-- BEGIN SUPPLIED DATA --

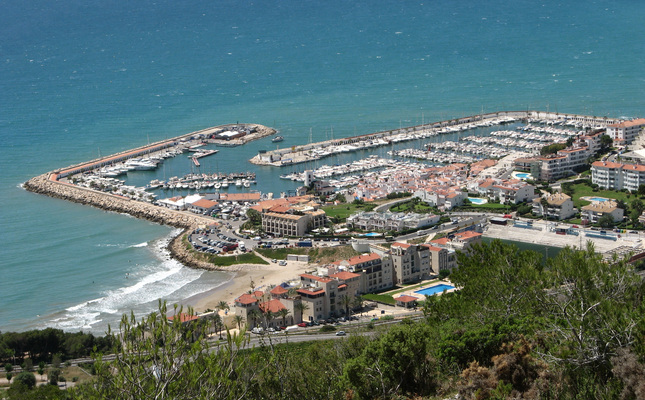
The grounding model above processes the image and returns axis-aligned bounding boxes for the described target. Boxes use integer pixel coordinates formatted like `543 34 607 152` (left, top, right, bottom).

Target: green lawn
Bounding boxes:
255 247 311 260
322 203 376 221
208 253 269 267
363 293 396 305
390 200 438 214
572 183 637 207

-- END SUPPLIED DATA --
-- BEGIN SUPPLIED DATA --

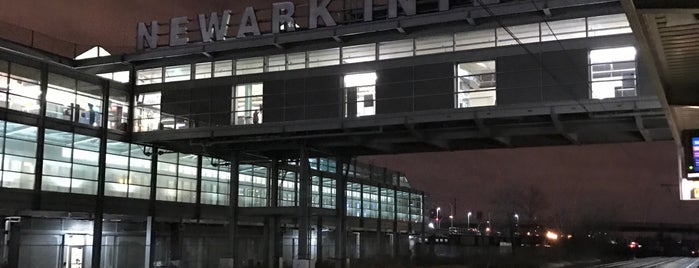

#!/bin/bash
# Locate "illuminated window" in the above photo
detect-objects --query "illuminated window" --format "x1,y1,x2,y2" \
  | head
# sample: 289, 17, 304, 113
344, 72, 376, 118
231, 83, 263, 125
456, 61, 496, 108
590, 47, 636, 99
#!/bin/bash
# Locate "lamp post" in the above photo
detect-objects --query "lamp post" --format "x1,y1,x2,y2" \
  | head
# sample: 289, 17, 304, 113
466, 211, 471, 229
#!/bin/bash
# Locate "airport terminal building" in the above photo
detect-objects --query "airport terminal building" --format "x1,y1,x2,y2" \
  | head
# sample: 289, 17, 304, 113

-- END SUPPLIED DATA --
-- BEGIN SUPPLIED DATA --

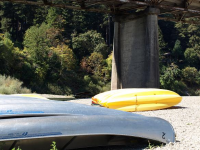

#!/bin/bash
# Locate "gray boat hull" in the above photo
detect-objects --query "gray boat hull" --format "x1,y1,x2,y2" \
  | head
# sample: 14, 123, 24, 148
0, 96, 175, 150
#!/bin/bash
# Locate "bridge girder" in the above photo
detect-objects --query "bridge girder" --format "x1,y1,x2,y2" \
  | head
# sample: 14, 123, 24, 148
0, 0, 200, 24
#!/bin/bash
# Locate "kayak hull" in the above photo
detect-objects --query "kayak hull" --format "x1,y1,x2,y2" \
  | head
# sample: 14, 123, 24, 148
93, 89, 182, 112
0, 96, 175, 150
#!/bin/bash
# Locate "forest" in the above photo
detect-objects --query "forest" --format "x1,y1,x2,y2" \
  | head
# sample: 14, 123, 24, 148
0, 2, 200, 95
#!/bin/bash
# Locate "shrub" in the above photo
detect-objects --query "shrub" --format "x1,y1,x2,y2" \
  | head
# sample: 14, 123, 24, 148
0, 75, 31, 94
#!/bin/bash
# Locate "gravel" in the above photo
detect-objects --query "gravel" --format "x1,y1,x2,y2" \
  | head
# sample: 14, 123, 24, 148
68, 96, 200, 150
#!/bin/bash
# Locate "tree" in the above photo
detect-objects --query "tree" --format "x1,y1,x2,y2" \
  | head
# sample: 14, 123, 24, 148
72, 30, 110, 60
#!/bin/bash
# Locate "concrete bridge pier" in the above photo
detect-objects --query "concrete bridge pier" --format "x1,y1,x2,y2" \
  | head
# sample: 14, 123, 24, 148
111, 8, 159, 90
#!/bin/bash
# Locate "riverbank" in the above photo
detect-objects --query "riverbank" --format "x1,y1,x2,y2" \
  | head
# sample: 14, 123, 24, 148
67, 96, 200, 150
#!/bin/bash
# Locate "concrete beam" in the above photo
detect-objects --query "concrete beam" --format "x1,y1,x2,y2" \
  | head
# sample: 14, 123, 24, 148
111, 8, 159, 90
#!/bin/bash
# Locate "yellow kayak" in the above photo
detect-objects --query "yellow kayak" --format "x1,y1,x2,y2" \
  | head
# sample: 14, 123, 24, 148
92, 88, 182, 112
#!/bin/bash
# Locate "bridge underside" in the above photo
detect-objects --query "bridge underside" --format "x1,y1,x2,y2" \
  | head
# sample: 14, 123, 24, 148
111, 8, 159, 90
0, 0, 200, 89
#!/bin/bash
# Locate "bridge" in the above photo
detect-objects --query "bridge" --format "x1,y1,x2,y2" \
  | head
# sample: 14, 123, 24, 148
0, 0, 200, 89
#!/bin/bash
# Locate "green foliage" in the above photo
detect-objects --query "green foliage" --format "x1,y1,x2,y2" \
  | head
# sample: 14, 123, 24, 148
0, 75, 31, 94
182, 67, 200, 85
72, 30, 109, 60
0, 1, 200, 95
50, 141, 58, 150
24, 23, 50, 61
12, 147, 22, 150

-- END SUPPLIED DATA --

Put the lines between the one holding "The grounding model" and the one holding "572 183 637 207", inclusive, into a Markdown table with the columns Row and Line text, leaving out blank lines.

| Row | Line text |
|---|---|
| 1 | The grounding model above processes the image and returns axis-aligned bounding boxes for the described target. Boxes use integer pixel coordinates formatted like `543 34 607 152` (left, top, right, bottom). |
| 2 | Target: green lawn |
| 3 | Bounding boxes: |
| 4 | 255 247 311 260 |
| 5 | 322 203 376 221 |
| 6 | 208 253 269 267 |
| 7 | 363 293 396 305 |
| 8 | 390 200 438 214 |
| 9 | 572 183 637 207 |